(Dataset items)
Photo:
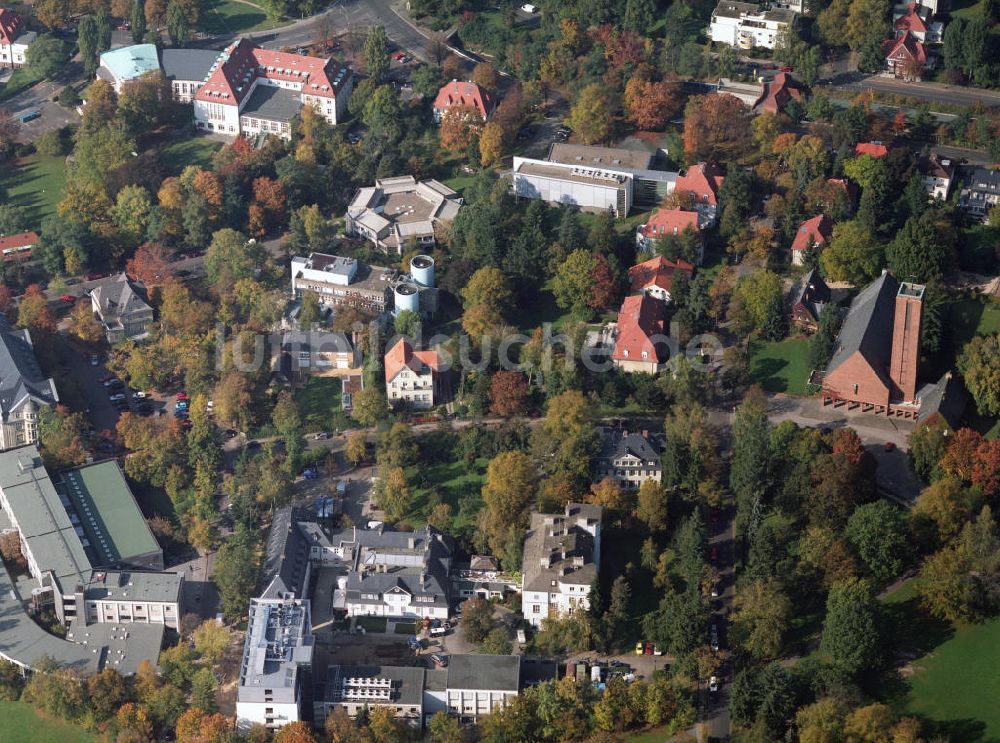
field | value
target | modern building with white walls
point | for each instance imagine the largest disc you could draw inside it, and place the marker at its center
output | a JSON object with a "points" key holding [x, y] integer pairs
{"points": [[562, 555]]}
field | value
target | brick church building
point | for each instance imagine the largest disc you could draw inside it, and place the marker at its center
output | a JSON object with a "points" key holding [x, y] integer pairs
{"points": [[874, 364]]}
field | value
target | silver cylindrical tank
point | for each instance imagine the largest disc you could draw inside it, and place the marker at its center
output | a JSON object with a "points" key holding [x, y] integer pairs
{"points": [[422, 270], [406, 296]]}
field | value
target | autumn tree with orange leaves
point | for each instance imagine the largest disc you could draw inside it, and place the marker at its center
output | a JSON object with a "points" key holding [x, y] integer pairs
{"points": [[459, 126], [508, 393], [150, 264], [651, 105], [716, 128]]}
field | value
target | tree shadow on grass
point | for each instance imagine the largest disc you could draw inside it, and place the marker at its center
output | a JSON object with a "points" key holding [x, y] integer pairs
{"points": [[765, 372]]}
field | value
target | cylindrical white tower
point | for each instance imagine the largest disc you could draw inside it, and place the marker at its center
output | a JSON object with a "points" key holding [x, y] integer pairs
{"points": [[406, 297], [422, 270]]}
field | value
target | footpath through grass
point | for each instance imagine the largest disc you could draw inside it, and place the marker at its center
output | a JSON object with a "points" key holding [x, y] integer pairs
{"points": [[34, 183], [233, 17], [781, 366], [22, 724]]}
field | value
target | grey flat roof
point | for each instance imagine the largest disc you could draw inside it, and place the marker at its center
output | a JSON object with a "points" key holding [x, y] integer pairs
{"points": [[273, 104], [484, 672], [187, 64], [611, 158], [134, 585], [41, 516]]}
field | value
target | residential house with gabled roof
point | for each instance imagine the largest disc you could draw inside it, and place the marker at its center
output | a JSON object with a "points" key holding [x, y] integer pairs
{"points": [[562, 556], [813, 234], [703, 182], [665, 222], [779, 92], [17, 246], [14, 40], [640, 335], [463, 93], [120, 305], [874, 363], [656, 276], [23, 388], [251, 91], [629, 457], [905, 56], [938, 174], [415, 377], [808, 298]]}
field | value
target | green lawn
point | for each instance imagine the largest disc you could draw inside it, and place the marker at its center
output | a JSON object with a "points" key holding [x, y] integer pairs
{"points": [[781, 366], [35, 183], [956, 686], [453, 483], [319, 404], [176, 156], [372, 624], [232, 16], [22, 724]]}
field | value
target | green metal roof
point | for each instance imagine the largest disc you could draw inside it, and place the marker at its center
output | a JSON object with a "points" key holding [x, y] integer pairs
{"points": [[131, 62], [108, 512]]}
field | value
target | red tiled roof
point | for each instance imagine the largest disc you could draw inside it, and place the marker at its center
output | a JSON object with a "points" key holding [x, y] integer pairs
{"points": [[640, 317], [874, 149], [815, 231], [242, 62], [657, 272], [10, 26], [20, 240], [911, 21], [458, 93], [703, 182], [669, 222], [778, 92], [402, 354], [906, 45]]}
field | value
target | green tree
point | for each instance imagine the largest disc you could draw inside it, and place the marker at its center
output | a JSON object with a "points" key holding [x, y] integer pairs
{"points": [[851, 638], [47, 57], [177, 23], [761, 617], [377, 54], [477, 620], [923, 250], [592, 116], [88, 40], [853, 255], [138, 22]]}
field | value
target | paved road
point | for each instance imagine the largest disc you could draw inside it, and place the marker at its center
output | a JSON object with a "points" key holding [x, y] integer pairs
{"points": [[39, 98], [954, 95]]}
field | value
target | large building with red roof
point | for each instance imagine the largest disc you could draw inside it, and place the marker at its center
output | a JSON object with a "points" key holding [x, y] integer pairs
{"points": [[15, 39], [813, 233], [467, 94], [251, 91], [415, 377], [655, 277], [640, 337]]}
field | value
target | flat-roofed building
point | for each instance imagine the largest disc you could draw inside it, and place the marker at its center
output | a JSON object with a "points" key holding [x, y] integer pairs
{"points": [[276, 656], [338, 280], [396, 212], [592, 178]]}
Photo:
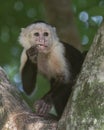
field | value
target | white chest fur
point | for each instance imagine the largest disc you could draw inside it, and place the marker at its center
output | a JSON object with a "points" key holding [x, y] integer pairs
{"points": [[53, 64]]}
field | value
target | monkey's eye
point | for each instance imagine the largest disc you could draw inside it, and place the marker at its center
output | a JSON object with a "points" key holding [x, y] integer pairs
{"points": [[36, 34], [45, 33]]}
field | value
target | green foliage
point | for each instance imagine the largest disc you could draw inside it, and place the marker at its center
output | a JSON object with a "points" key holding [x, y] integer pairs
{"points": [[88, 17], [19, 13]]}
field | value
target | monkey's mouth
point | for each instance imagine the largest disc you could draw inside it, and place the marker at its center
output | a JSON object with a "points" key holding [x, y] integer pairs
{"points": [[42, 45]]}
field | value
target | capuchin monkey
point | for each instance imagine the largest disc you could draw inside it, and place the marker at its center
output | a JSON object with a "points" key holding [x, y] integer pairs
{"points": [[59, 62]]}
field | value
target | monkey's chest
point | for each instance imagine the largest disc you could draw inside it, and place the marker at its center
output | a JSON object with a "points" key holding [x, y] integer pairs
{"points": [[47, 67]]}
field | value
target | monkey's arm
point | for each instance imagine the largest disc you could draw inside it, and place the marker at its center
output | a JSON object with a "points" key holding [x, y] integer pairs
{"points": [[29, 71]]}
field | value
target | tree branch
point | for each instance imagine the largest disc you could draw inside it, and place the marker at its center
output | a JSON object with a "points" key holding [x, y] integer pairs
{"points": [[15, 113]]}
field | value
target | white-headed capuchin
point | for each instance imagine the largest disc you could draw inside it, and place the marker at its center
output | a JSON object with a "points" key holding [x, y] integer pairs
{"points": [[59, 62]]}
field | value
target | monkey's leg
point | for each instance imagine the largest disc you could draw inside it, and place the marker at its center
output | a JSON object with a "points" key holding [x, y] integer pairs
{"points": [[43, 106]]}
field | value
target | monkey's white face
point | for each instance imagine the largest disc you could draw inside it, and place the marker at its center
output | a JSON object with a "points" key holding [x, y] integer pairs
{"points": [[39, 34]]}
...
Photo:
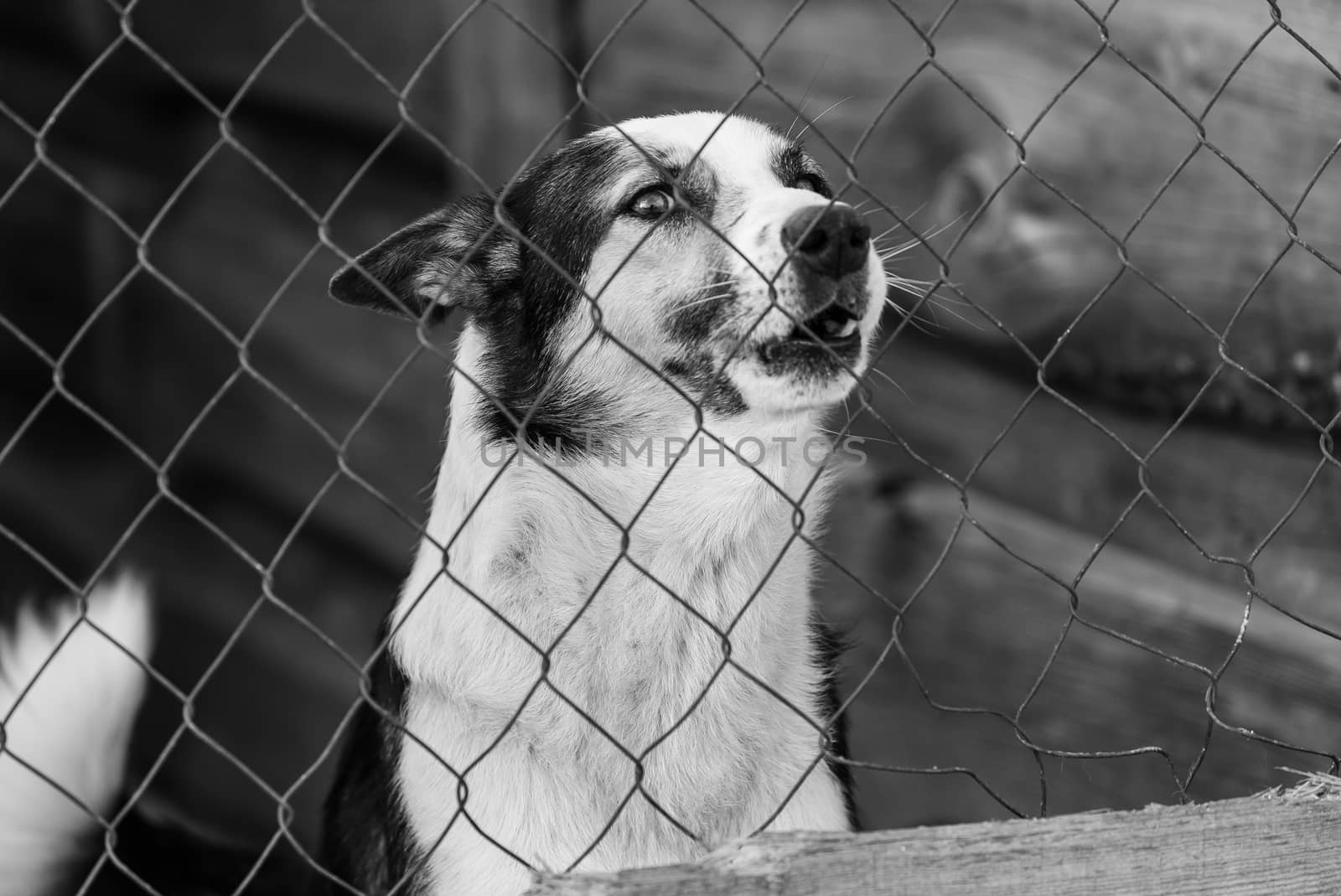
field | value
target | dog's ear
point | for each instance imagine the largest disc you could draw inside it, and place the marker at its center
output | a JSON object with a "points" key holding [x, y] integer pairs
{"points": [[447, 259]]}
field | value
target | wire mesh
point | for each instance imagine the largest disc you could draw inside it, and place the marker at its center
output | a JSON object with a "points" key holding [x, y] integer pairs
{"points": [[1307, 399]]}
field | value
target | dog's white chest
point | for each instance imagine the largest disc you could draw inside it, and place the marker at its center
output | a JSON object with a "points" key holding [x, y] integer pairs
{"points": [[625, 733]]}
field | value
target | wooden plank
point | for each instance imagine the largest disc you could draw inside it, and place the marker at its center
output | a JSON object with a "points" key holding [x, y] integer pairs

WRITTEN EXERCISE — How many lines in the entries above contain the word "cylindrical"? Matching is case-sensitive. Give only the number.

EXERCISE ANSWER — 2